• TASK ITEM
You are asked to write out the entries exactly as they are given.

• RECORDS FOR THE EXERCISE
━━━━━━━━━━━━━━━━━━━━

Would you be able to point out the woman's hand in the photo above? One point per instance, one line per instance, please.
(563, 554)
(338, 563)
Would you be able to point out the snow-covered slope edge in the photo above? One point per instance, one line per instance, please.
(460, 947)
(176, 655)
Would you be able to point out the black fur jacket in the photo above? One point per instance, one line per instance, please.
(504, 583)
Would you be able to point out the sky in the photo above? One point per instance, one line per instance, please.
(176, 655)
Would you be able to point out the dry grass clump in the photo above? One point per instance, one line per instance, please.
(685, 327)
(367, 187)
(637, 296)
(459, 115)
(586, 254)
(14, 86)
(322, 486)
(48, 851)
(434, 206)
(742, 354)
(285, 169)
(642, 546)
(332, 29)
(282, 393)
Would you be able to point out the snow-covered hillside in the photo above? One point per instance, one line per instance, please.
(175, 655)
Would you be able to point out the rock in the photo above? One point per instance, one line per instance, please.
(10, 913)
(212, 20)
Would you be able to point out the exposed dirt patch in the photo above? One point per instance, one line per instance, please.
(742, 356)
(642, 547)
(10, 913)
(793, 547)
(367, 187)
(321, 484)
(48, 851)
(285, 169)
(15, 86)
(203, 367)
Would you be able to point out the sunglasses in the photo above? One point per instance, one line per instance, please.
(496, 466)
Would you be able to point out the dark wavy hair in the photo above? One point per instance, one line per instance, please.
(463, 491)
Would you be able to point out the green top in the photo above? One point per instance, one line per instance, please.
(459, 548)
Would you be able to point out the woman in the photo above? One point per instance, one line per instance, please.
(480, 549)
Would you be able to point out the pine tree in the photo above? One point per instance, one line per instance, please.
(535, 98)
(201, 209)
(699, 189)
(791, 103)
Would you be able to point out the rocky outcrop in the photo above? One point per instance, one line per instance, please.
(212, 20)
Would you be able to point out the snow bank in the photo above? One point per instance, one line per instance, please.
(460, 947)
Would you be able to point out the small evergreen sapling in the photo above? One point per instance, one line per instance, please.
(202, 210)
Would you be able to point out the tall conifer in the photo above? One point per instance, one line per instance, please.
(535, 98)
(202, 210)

━━━━━━━━━━━━━━━━━━━━

• SOLUTION TO THE EXERCISE
Would you be able to point out the woman's hand in the photo above? One point per instance, one line per instance, please.
(563, 554)
(338, 563)
Would you be able to point out the snow-covered slope edge in the photo above? One point per instance, one line per instance, please.
(460, 947)
(176, 655)
Would you be able to point out the black fur jacket in the photo above? One point per instance, one line per instance, please.
(504, 583)
Would you be able to point out the sky in the photo above? One point per instance, one line per instance, please.
(176, 655)
Would you be able to point out the dry grass clump in the photo above? One point per instance, one line per instance, please.
(685, 327)
(367, 187)
(637, 296)
(459, 115)
(586, 254)
(14, 86)
(322, 486)
(48, 851)
(434, 206)
(742, 354)
(285, 169)
(642, 546)
(332, 29)
(282, 393)
Would you be able to point out the snow-covered hillside in the photo above? One point per instance, one line per instance, please.
(175, 655)
Would you be able to point out the rock in the photo above? One point per instance, one line per instance, please.
(10, 913)
(212, 20)
Would you be able to point out the exposed dirt patch in the photo above? One point per instance, one line per instance, please.
(742, 356)
(642, 547)
(10, 913)
(793, 547)
(367, 187)
(321, 484)
(48, 851)
(285, 169)
(15, 86)
(203, 367)
Would you be able to point out the sunglasses in the photo above? One point per instance, one line per instance, please.
(496, 466)
Would you be able to point out the dark wavy hair in the photo above? One point per instance, one line per instance, please.
(463, 491)
Would you be able to point out the green top in the photo above? One point per instance, one line per instance, please.
(459, 548)
Would you be able to point out the woman in the photo above? One point per instance, one line per instance, please.
(480, 549)
Would you be able to point out the pine tree in the photo above? One point per instance, one line per instance, please.
(535, 98)
(201, 209)
(699, 189)
(791, 103)
Would you be able to point out the rocky outcrop in the photo above? One point per instance, one line per instance, please.
(212, 20)
Would you be able to point out the snow bank in the photo above? One point per instance, one line per instance, please.
(460, 947)
Would you be able to point out the small evergreen sapling in the photo above? One point per instance, one line per instance, please.
(202, 210)
Would you be able to point out the tall conifer in the photo above? One point per instance, one line per instance, please.
(535, 98)
(202, 210)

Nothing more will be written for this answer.